Designing multi-device environments to enhance collaborative decision making
Orit Shaer
12:30 PM, Thursday, March 30, 2016
Location: IOL Training Room
Please register.
Abstract. Large multitouch displays are becoming increasingly available, offering the promise of enhancing colocated collaboration by enabling multiple users to manipulate information using natural interactions such as touch and gestures. Combining a number of multi-touch displays, large and small, facilitates the development of interactive spaces where users can move freely across tasks and working styles.
However, the availability of these exciting devices is not enough to design effective collaborative environments. We also need a deep understanding of how different design characteristics of the environment affect users’ ability to collaborate. To date, little work has examined co-located collaboration in multi-device environments that involve large-scale displays. We are leveraging infrastructure at Wellesley College, consisting of a large-scale interactive tabletop surface and data wall to investigate co-located collaboration in medium-size teams of 8, working on decision-making tasks. To gain deep understanding of individual and group behaviors while using the collaborative environment, we augment traditional measures such as completion time, performance, user satisfaction, and NASA TLX with new computational methods for objective real-time measurements that combine input from multiple eye trackers with logging of user actions.

Information provided:
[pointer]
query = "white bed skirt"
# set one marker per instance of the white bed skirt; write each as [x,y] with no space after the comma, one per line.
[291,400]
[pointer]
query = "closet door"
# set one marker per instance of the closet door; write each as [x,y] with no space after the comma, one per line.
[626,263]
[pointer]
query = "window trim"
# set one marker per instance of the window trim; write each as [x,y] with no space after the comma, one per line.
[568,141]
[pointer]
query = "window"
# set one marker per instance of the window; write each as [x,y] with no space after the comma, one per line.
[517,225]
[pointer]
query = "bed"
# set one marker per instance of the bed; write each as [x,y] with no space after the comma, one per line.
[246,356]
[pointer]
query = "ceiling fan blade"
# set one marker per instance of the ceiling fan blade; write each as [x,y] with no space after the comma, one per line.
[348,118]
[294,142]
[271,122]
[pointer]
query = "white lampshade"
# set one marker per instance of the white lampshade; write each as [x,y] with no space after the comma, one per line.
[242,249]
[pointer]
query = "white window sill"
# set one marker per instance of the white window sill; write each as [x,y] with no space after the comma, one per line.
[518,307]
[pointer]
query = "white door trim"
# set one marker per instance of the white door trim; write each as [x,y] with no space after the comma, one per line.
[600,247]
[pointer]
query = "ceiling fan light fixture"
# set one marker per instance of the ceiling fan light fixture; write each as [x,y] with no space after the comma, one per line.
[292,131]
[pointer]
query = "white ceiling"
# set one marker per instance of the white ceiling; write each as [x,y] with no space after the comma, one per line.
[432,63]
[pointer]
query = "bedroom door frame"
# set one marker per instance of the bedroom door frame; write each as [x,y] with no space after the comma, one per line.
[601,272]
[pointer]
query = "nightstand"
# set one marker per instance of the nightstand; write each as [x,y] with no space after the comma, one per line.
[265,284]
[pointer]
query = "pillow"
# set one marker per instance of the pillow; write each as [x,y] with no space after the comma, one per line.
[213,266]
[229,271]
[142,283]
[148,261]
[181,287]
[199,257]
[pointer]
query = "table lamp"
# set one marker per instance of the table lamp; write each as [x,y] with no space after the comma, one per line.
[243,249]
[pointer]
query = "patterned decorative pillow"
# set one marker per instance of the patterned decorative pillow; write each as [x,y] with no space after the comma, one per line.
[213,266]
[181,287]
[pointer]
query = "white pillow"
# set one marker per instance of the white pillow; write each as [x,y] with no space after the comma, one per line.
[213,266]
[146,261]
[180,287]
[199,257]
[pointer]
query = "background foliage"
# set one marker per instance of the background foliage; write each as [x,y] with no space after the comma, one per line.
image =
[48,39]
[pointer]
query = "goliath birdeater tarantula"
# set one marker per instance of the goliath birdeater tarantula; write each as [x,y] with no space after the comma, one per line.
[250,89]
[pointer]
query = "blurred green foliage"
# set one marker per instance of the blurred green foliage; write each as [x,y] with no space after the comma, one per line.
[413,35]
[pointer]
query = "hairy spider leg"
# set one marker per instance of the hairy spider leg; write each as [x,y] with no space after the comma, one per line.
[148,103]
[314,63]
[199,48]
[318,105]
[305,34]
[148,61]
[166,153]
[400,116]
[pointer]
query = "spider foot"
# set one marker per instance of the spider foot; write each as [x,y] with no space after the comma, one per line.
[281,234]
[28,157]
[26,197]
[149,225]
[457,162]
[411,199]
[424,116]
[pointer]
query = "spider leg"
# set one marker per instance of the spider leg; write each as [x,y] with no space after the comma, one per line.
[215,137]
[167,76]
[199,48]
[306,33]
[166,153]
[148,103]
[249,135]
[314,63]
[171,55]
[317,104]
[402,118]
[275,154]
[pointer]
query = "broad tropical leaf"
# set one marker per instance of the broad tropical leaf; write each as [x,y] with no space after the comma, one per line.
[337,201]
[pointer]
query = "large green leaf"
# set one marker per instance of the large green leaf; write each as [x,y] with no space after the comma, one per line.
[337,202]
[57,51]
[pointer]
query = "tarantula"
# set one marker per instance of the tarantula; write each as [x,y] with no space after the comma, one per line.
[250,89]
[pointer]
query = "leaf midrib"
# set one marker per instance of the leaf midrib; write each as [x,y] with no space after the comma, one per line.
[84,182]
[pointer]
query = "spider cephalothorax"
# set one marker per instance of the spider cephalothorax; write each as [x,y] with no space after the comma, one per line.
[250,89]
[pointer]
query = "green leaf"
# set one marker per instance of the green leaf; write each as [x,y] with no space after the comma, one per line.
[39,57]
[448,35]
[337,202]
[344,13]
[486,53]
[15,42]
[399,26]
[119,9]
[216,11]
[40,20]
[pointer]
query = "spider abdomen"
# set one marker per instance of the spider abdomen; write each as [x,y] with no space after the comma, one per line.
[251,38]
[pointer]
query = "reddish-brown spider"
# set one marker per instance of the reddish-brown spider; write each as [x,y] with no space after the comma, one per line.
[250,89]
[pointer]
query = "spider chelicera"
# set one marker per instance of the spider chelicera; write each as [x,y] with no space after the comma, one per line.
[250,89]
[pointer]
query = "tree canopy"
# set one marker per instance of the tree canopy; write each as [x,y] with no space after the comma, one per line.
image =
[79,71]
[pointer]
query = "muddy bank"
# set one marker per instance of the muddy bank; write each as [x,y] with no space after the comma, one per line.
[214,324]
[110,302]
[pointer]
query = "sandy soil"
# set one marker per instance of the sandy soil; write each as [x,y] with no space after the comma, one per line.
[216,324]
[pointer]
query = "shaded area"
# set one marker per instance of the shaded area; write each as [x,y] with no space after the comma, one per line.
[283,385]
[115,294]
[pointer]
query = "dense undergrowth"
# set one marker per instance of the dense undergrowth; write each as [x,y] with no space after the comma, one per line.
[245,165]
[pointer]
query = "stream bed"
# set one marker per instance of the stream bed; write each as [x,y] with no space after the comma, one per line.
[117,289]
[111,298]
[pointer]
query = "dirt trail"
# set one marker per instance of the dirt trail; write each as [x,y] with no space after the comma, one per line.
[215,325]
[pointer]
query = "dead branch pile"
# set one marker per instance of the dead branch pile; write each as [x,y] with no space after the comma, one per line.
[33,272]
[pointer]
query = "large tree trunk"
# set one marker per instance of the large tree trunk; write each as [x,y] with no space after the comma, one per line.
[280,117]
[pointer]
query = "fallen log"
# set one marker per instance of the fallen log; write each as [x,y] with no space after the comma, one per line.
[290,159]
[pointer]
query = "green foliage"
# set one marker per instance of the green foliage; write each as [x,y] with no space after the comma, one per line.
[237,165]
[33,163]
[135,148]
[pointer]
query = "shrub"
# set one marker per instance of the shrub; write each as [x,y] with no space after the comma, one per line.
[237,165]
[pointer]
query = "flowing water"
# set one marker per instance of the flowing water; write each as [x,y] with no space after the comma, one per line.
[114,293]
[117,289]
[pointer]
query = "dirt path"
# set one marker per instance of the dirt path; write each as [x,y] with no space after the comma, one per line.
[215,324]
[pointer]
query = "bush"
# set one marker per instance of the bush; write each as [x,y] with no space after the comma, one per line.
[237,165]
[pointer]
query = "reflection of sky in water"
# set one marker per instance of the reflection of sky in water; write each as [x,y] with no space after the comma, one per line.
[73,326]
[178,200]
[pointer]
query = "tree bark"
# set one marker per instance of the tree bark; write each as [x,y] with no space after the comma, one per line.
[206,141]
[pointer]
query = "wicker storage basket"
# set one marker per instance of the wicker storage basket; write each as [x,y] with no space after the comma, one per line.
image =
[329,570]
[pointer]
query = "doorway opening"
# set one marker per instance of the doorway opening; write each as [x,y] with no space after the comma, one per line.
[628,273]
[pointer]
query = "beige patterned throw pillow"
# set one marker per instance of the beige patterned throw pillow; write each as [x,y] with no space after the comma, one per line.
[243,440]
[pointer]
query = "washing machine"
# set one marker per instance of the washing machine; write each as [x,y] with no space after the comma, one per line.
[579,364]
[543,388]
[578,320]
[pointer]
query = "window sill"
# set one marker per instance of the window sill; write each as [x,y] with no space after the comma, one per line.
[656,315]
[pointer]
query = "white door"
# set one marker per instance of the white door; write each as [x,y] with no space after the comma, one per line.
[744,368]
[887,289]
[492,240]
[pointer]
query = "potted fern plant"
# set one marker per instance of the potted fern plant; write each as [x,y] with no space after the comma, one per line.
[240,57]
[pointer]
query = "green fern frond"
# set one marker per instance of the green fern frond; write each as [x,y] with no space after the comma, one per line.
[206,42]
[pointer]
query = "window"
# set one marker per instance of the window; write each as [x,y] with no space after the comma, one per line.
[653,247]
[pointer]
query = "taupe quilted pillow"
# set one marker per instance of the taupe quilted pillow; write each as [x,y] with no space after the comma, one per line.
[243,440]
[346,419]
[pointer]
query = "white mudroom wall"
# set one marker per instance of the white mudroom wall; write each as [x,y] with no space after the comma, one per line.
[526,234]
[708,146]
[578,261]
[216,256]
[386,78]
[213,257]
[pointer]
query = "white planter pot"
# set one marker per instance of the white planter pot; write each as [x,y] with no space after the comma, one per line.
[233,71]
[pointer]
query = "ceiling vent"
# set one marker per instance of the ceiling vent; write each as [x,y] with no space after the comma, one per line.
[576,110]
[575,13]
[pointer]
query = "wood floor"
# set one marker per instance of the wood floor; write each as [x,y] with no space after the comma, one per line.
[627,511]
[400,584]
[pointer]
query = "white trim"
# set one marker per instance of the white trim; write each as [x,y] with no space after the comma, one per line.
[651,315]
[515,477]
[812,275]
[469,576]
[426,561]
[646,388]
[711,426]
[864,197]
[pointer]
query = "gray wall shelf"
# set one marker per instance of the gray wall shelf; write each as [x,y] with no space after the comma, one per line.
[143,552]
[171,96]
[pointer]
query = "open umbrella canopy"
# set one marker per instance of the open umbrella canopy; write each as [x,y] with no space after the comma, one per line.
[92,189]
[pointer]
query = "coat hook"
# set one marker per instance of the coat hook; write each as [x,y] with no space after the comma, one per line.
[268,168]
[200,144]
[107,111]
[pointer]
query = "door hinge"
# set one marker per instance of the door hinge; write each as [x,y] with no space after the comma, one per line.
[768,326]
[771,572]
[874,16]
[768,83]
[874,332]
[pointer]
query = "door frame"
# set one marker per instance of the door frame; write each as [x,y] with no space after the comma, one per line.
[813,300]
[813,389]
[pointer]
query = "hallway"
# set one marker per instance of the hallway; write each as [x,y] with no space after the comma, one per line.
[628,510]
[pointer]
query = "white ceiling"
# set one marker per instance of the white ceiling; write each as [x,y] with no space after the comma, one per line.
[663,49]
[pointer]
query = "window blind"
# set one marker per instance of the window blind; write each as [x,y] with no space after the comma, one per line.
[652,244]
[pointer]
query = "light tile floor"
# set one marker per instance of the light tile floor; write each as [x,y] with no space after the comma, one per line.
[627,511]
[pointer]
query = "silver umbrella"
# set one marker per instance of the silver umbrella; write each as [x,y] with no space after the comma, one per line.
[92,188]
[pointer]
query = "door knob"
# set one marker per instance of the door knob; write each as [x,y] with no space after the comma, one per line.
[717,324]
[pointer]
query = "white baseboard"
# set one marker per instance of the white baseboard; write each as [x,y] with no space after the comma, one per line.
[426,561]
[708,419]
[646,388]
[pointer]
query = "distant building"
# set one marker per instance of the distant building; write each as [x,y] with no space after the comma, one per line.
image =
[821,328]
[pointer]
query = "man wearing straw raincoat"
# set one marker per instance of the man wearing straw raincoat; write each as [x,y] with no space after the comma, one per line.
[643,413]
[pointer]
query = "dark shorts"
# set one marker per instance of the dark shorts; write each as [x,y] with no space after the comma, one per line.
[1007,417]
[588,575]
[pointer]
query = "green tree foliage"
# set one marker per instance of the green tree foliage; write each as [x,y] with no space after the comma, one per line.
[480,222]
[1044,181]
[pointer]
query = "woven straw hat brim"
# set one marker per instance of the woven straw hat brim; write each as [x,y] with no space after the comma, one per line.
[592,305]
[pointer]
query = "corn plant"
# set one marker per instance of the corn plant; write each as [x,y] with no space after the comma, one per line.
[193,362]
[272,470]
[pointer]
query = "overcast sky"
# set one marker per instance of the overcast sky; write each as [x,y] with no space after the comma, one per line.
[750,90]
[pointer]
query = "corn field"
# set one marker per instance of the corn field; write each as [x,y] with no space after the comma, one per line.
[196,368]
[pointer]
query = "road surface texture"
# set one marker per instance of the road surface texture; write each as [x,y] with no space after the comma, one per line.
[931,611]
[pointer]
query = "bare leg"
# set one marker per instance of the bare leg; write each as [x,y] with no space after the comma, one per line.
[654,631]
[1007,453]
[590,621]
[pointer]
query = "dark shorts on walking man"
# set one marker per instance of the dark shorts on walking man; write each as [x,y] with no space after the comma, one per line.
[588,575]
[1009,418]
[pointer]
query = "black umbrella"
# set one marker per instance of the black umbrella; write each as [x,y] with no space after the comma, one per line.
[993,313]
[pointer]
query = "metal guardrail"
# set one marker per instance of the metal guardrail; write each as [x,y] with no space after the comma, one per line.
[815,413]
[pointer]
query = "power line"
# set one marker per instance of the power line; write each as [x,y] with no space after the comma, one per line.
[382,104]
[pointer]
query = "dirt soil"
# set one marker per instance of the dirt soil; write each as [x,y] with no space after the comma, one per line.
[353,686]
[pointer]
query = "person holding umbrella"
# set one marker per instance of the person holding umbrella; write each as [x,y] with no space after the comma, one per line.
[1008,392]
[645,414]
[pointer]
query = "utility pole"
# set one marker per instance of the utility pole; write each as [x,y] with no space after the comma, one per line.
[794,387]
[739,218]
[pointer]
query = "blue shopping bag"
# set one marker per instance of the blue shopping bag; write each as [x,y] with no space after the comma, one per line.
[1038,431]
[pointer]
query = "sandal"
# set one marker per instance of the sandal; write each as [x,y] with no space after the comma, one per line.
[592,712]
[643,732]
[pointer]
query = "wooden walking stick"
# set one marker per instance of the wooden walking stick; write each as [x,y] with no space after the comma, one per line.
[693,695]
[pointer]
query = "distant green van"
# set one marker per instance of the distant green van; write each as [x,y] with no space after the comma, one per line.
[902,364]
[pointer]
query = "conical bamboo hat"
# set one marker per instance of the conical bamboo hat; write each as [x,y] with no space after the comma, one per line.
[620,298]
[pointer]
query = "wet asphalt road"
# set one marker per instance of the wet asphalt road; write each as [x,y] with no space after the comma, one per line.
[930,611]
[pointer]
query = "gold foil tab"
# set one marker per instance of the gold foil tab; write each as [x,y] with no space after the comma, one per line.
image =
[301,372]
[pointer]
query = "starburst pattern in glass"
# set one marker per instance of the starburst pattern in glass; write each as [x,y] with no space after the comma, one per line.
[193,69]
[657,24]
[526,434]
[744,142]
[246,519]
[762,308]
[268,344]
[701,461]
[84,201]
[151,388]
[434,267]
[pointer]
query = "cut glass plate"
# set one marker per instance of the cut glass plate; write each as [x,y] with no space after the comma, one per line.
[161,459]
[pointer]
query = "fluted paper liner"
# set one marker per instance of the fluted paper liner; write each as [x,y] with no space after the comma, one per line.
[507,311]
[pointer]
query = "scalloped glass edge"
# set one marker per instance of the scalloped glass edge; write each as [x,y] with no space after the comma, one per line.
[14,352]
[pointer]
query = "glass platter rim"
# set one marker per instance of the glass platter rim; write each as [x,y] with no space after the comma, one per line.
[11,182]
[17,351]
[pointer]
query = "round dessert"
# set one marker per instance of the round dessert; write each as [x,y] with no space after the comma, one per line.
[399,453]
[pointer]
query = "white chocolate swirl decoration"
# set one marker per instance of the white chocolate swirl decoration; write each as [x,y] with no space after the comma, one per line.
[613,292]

Work order 1:
According to the talk announcement, how many people are in the teams studied on decision-making tasks?
Work order 2:
Duplicate the stretch of the talk announcement from "Abstract. Large multitouch" through "and working styles.".
Work order 3:
Name every traditional measure that the talk announcement says is augmented with new computational methods.

Written solution 1:
Eight; the teams are medium-size teams of 8.

Written solution 2:
Abstract. Large multitouch displays are becoming increasingly available, offering the promise of enhancing colocated collaboration by enabling multiple users to manipulate information using natural interactions such as touch and gestures. Combining a number of multi-touch displays, large and small, facilitates the development of interactive spaces where users can move freely across tasks and working styles.

Written solution 3:
Completion time, performance, user satisfaction, and NASA TLX.